→ **Part of a data file**

--------------------

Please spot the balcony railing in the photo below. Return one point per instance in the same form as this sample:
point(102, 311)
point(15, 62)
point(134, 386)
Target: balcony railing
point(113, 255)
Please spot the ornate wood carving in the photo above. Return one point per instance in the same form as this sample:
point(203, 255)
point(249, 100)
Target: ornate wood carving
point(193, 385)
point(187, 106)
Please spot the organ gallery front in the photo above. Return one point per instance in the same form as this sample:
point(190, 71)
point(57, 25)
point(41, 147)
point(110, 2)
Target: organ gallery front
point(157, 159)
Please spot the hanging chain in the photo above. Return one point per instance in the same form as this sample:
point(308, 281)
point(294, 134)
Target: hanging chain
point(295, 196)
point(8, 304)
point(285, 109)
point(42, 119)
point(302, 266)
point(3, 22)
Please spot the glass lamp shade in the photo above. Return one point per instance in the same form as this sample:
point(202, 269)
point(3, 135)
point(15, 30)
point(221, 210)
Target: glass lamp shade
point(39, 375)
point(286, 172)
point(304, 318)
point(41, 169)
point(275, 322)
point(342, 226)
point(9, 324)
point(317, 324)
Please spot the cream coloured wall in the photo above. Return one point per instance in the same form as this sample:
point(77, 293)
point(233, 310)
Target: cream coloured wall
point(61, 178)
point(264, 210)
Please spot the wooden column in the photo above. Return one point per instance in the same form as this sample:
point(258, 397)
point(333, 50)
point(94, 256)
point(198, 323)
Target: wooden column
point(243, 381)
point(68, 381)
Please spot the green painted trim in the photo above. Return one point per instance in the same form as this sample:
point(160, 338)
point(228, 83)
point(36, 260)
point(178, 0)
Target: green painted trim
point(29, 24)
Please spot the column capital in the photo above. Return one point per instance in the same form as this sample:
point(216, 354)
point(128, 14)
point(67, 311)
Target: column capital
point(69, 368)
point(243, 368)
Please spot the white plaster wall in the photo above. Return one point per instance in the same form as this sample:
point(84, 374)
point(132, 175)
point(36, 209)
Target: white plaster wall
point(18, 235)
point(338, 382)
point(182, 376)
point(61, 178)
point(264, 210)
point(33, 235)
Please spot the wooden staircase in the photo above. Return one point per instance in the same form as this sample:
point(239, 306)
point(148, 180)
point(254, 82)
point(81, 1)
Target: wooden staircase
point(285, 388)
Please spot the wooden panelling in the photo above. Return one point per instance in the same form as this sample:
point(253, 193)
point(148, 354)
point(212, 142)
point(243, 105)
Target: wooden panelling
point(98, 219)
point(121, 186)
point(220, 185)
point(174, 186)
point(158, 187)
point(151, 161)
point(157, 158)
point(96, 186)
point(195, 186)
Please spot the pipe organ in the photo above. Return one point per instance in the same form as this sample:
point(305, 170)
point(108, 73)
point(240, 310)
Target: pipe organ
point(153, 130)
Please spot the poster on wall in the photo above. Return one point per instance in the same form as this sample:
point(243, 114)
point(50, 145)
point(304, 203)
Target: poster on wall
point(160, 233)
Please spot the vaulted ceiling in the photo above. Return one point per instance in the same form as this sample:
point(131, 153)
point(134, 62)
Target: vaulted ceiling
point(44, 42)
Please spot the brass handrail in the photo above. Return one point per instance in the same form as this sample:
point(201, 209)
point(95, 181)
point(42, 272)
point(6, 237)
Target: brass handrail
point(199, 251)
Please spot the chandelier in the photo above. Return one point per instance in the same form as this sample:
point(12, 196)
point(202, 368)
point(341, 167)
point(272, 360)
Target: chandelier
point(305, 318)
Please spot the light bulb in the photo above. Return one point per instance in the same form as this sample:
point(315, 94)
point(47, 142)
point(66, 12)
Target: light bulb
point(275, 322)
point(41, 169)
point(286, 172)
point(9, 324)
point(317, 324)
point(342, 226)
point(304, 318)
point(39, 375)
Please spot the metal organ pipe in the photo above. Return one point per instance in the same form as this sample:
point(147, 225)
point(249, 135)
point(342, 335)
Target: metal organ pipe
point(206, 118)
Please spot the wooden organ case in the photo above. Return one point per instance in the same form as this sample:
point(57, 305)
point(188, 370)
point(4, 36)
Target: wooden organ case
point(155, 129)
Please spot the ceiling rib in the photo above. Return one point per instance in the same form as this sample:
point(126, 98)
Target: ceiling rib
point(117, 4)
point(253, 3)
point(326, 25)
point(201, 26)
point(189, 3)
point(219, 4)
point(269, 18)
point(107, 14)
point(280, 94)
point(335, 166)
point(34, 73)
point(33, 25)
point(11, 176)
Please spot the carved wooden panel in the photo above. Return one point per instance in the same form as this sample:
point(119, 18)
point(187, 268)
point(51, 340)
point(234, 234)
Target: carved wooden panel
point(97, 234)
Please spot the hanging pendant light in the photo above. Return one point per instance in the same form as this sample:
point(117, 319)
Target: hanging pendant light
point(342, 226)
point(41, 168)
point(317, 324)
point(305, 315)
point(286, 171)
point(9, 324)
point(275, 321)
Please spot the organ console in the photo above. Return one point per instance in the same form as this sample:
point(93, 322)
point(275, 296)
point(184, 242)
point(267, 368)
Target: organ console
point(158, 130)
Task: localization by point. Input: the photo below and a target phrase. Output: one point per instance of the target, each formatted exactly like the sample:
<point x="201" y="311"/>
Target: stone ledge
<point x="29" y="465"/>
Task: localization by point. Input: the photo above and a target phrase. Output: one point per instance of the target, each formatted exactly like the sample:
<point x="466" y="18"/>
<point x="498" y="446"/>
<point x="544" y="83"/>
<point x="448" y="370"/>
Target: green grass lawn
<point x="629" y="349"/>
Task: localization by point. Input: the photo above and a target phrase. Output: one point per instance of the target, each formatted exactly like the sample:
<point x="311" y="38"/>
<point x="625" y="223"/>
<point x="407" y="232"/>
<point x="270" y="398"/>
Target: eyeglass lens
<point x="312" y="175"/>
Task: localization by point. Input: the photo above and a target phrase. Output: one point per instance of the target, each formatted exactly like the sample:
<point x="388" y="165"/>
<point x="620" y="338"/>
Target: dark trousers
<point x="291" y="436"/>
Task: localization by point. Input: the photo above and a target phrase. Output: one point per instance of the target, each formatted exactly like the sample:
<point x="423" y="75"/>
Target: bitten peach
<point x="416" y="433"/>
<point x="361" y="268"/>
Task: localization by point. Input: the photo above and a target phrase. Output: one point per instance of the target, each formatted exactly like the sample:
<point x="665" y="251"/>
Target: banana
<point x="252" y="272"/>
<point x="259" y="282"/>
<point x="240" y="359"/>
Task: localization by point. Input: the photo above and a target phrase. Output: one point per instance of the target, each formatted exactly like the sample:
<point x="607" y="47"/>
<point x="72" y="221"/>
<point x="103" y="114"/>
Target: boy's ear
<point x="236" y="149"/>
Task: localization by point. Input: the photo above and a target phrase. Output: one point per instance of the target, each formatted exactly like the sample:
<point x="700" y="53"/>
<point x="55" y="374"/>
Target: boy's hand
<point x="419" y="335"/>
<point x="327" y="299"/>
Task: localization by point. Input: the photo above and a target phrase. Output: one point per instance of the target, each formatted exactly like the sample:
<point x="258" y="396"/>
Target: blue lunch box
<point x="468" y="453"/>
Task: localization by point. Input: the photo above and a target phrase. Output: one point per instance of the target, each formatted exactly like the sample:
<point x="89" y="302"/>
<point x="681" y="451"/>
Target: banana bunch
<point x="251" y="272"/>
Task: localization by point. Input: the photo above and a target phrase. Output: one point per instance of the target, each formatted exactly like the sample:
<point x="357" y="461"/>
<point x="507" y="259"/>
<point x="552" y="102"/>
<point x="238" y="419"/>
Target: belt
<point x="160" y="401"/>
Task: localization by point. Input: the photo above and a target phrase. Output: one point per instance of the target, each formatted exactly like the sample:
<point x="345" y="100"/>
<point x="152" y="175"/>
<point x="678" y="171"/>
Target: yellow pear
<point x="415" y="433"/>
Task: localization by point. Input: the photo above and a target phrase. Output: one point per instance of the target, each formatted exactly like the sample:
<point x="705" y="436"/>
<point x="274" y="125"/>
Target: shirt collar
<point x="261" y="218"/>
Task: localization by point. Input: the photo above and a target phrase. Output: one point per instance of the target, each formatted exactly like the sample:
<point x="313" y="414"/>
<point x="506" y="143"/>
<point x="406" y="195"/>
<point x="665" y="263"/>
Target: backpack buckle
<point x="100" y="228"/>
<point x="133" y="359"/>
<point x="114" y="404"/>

--------------------

→ **EXERCISE**
Output the stretch of entries from the line containing "Please spot the organ gallery" through the line containing "point(3, 22)", both ends included, as a JSON list of strings with one string per line and blank lines omitted.

→ **RESULT OF THIS EXERCISE**
[
  "Please spot the organ gallery front in the photo above. Return one point per instance in the same form as this sample:",
  "point(190, 71)",
  "point(57, 25)",
  "point(41, 147)",
  "point(110, 2)",
  "Target: organ gallery front",
  "point(157, 159)",
  "Please spot the hanging chain in the photo above. Return one point per instance in the same form as this sample:",
  "point(308, 281)",
  "point(294, 134)",
  "Target: hanging chain",
  "point(295, 196)",
  "point(8, 304)",
  "point(285, 109)",
  "point(42, 119)",
  "point(302, 266)",
  "point(3, 22)"
]